#### DATA ENTRIES

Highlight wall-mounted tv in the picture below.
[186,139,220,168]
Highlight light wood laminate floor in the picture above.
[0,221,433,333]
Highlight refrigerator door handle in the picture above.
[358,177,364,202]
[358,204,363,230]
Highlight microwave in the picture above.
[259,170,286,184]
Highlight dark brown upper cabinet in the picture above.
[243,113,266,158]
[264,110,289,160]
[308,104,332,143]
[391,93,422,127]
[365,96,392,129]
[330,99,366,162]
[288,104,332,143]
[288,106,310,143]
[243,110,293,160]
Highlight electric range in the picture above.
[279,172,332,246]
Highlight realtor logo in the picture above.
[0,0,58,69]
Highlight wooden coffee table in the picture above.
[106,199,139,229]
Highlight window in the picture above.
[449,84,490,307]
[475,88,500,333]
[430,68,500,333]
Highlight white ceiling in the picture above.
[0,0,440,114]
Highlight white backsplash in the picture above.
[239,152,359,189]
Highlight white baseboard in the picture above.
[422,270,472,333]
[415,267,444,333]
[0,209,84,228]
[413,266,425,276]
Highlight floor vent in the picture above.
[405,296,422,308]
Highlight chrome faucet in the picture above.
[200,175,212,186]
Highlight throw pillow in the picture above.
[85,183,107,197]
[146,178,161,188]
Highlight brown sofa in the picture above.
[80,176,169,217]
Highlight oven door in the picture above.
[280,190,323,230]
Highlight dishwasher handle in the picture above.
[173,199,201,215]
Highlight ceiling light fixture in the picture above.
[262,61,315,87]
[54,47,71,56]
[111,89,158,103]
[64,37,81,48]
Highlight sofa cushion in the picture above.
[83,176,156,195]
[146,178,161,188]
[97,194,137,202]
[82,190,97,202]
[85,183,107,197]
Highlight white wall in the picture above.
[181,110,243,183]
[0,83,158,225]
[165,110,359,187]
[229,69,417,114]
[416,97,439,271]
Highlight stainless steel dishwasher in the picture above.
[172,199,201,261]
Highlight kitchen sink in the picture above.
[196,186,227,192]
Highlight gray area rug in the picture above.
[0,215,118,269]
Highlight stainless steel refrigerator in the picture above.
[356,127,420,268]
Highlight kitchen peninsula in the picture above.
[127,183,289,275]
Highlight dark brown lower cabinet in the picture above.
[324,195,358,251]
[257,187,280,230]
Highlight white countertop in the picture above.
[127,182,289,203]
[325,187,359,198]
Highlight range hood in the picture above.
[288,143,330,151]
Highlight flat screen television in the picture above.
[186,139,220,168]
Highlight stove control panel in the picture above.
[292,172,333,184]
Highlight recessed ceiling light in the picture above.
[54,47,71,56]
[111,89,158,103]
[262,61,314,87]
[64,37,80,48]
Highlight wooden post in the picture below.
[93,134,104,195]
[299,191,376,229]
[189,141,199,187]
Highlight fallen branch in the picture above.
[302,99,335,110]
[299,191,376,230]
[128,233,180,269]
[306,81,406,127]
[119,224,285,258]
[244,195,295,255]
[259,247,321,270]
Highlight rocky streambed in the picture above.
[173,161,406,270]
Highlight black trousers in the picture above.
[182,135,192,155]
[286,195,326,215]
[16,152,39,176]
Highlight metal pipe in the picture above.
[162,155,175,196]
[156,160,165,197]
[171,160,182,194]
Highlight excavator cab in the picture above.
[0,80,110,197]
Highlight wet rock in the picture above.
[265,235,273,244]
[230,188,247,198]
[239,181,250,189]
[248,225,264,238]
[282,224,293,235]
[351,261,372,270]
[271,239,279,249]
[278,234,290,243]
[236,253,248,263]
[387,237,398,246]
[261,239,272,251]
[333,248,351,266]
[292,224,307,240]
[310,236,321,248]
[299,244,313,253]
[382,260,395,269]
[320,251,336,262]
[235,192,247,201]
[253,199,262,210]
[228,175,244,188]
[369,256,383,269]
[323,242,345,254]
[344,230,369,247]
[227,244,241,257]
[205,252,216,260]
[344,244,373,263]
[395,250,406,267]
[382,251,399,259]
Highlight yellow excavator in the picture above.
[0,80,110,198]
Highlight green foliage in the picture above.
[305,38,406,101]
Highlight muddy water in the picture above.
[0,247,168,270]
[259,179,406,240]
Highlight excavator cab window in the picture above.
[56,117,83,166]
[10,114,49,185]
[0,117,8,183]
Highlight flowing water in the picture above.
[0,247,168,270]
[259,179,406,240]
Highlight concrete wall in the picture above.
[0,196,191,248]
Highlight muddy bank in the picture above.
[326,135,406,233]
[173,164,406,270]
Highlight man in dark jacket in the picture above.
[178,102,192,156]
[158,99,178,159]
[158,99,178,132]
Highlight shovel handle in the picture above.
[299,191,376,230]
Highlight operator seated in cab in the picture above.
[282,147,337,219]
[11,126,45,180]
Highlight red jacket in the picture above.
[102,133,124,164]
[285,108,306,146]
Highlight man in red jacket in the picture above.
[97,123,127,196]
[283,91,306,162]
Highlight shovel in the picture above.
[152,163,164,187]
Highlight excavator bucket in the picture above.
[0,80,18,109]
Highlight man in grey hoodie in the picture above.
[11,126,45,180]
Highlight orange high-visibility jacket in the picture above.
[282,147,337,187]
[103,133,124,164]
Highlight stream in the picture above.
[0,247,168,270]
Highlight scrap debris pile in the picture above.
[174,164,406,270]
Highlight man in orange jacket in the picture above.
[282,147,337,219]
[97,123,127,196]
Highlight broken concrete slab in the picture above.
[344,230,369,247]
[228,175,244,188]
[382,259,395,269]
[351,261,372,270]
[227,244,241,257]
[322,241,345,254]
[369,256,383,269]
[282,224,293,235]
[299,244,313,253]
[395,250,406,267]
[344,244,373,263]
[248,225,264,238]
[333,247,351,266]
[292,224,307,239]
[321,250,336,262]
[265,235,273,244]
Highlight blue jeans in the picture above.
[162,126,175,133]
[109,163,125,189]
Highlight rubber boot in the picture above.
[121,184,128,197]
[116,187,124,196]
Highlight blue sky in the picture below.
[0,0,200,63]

########

Arrange every row above into a Markdown table with the columns "Number" and "Content", numbering them in order and leaving out any blank lines.

| Number | Content |
|---|---|
| 1 | Highlight wall-mounted tv in the picture below. |
| 2 | [186,139,220,168] |
| 3 | Highlight light wood laminate floor in the picture above. |
| 4 | [0,221,433,333] |
| 5 | Highlight refrigerator door handle in the picture above. |
| 6 | [358,177,364,202] |
| 7 | [358,204,363,230] |
| 8 | Highlight microwave in the picture above. |
| 9 | [259,170,286,184] |
| 10 | Highlight dark brown upper cabinet in the picture above. |
| 11 | [243,113,266,158] |
| 12 | [264,110,289,160] |
| 13 | [308,104,332,143] |
| 14 | [391,93,422,127] |
| 15 | [365,96,392,129] |
| 16 | [330,99,366,162] |
| 17 | [288,104,332,143] |
| 18 | [288,106,310,143] |
| 19 | [243,110,293,160] |
| 20 | Highlight electric range in the picture above. |
| 21 | [279,172,332,246] |
| 22 | Highlight realtor logo in the picture above. |
| 23 | [0,0,58,69] |
| 24 | Highlight wooden coffee table in the picture above. |
| 25 | [106,199,139,229] |
| 26 | Highlight window in the picture above. |
| 27 | [449,84,490,307] |
| 28 | [475,88,500,333] |
| 29 | [430,68,500,333] |
| 30 | Highlight white ceiling in the picture above. |
| 31 | [0,0,440,114] |
| 32 | Highlight white backsplash in the picture above. |
| 33 | [239,152,359,189] |
| 34 | Highlight white baseboard in the picture above. |
| 35 | [422,270,472,333] |
| 36 | [415,267,444,333] |
| 37 | [0,209,84,228] |
| 38 | [413,266,425,276] |
| 39 | Highlight floor vent in the picture above. |
| 40 | [405,296,422,308] |
| 41 | Highlight chrome faucet in the picture above. |
| 42 | [200,175,212,186] |
| 43 | Highlight throw pillow in the picture above. |
| 44 | [85,183,107,197] |
| 45 | [146,178,161,188] |
| 46 | Highlight brown sofa in the picture above. |
| 47 | [80,176,169,217] |
| 48 | Highlight oven door in the picture above. |
| 49 | [280,190,323,230] |
| 50 | Highlight dishwasher handle in the picture above. |
| 51 | [173,199,201,215] |
| 52 | Highlight ceiling light fixture in the picture above. |
| 53 | [262,61,315,87] |
| 54 | [54,47,71,56] |
| 55 | [111,89,158,103] |
| 56 | [64,37,81,48] |
| 57 | Highlight sofa cushion in the picture above. |
| 58 | [83,176,156,195] |
| 59 | [146,178,161,188] |
| 60 | [97,194,137,202] |
| 61 | [82,190,97,202] |
| 62 | [85,183,107,197] |
| 63 | Highlight white wall in the picture above. |
| 64 | [181,110,243,183] |
| 65 | [0,83,158,225] |
| 66 | [165,110,359,187] |
| 67 | [229,69,417,114] |
| 68 | [416,97,439,271] |
| 69 | Highlight stainless steel dishwasher in the picture above. |
| 70 | [172,199,201,261] |
| 71 | Highlight kitchen sink in the picture above. |
| 72 | [196,186,227,192] |
| 73 | Highlight gray area rug in the picture above. |
| 74 | [0,215,118,269] |
| 75 | Highlight stainless steel refrigerator in the picture above. |
| 76 | [356,127,420,268] |
| 77 | Highlight kitchen peninsula in the picture above. |
| 78 | [127,183,289,275] |
| 79 | Highlight dark brown lower cabinet in the picture above. |
| 80 | [324,195,358,251] |
| 81 | [257,187,280,230] |
| 82 | Highlight white countertop in the picture above. |
| 83 | [127,182,289,203] |
| 84 | [325,187,359,198] |
| 85 | Highlight range hood in the picture above. |
| 86 | [288,143,330,151] |
| 87 | Highlight flat screen television in the picture above. |
| 88 | [186,139,220,168] |
| 89 | Highlight stove control panel in the picture above. |
| 90 | [292,172,333,184] |
| 91 | Highlight recessed ceiling light in the picture above. |
| 92 | [54,47,71,56] |
| 93 | [111,89,158,103] |
| 94 | [262,61,314,87] |
| 95 | [64,37,80,48] |
| 96 | Highlight wooden post in the picture below. |
| 97 | [93,134,104,195] |
| 98 | [299,191,376,229] |
| 99 | [189,141,199,187] |
| 100 | Highlight fallen branch in the picture above. |
| 101 | [302,99,335,110] |
| 102 | [299,191,376,230] |
| 103 | [128,233,180,269] |
| 104 | [306,81,406,127] |
| 105 | [119,224,285,258] |
| 106 | [244,195,295,255] |
| 107 | [259,247,321,270] |
| 108 | Highlight rocky streambed in the picture above. |
| 109 | [173,161,406,270] |
| 110 | Highlight black trousers in the picture above. |
| 111 | [182,135,192,155] |
| 112 | [286,195,326,215] |
| 113 | [16,152,39,176] |
| 114 | Highlight metal pipe in the picture above. |
| 115 | [162,155,175,196] |
| 116 | [156,160,165,197] |
| 117 | [171,160,182,194] |
| 118 | Highlight excavator cab in the picture above. |
| 119 | [0,80,110,197] |
| 120 | Highlight wet rock in the picture above. |
| 121 | [265,235,273,244] |
| 122 | [230,188,247,198] |
| 123 | [239,181,250,189] |
| 124 | [248,225,264,238] |
| 125 | [282,224,293,235] |
| 126 | [351,261,372,270] |
| 127 | [271,239,279,249] |
| 128 | [278,234,290,243] |
| 129 | [236,253,248,263] |
| 130 | [387,237,398,246] |
| 131 | [261,239,272,251] |
| 132 | [333,248,351,266] |
| 133 | [292,224,307,240] |
| 134 | [310,236,321,248] |
| 135 | [299,244,313,253] |
| 136 | [382,260,395,269] |
| 137 | [320,251,336,262] |
| 138 | [235,192,247,201] |
| 139 | [253,199,262,210] |
| 140 | [228,175,244,188] |
| 141 | [369,256,383,269] |
| 142 | [323,242,345,254] |
| 143 | [344,230,369,247] |
| 144 | [227,244,241,257] |
| 145 | [205,252,216,260] |
| 146 | [344,244,373,263] |
| 147 | [395,250,406,267] |
| 148 | [382,251,399,259] |
| 149 | Highlight yellow excavator in the picture above. |
| 150 | [0,80,110,198] |
| 151 | Highlight green foliage in the picture above. |
| 152 | [305,38,406,101] |
| 153 | Highlight muddy water in the picture above. |
| 154 | [0,247,168,270] |
| 155 | [259,179,406,240] |
| 156 | Highlight excavator cab window in the picture above. |
| 157 | [56,117,83,166] |
| 158 | [10,114,49,185] |
| 159 | [0,117,8,183] |
| 160 | Highlight flowing water in the picture above. |
| 161 | [0,247,168,270] |
| 162 | [259,179,406,240] |
| 163 | Highlight concrete wall in the picture above. |
| 164 | [0,196,191,248] |
| 165 | Highlight muddy bank in the picture above. |
| 166 | [326,135,406,233] |
| 167 | [173,164,406,270] |
| 168 | Highlight man in dark jacket in the picture above. |
| 169 | [178,102,192,156] |
| 170 | [158,99,178,159] |
| 171 | [158,99,178,132] |
| 172 | Highlight shovel handle in the picture above. |
| 173 | [299,191,376,230] |
| 174 | Highlight operator seated in cab in the picture above. |
| 175 | [282,147,337,219] |
| 176 | [11,126,45,180] |
| 177 | Highlight red jacket in the picture above. |
| 178 | [102,133,124,164] |
| 179 | [285,108,306,146] |
| 180 | Highlight man in red jacket in the picture above. |
| 181 | [97,123,127,196] |
| 182 | [283,91,306,162] |
| 183 | Highlight shovel in the picture above. |
| 184 | [152,163,164,187] |
| 185 | Highlight excavator bucket in the picture above. |
| 186 | [0,80,18,109] |
| 187 | Highlight man in grey hoodie in the picture above. |
| 188 | [11,126,45,180] |
| 189 | Highlight orange high-visibility jacket in the picture above. |
| 190 | [282,147,337,187] |
| 191 | [103,133,124,164] |
| 192 | Highlight stream in the picture above. |
| 193 | [0,247,168,270] |
| 194 | Highlight scrap debris pile in the picture above. |
| 195 | [174,164,406,270] |
| 196 | Highlight man in orange jacket in the picture above. |
| 197 | [282,147,337,219] |
| 198 | [97,123,127,196] |
| 199 | Highlight broken concrete slab in the picture above. |
| 200 | [344,230,369,247] |
| 201 | [228,175,244,188] |
| 202 | [382,259,395,269] |
| 203 | [351,261,372,270] |
| 204 | [227,244,241,257] |
| 205 | [322,241,345,254] |
| 206 | [369,256,383,269] |
| 207 | [282,224,293,235] |
| 208 | [299,244,313,253] |
| 209 | [395,250,406,267] |
| 210 | [344,244,373,263] |
| 211 | [248,225,264,238] |
| 212 | [333,247,351,266] |
| 213 | [292,224,307,239] |
| 214 | [321,250,336,262] |
| 215 | [265,235,273,244] |
| 216 | Highlight blue jeans in the picture above. |
| 217 | [162,126,175,133] |
| 218 | [109,163,125,189] |
| 219 | Highlight rubber boot in the picture above. |
| 220 | [121,184,128,197] |
| 221 | [116,187,124,196] |
| 222 | Highlight blue sky in the picture below. |
| 223 | [0,0,200,63] |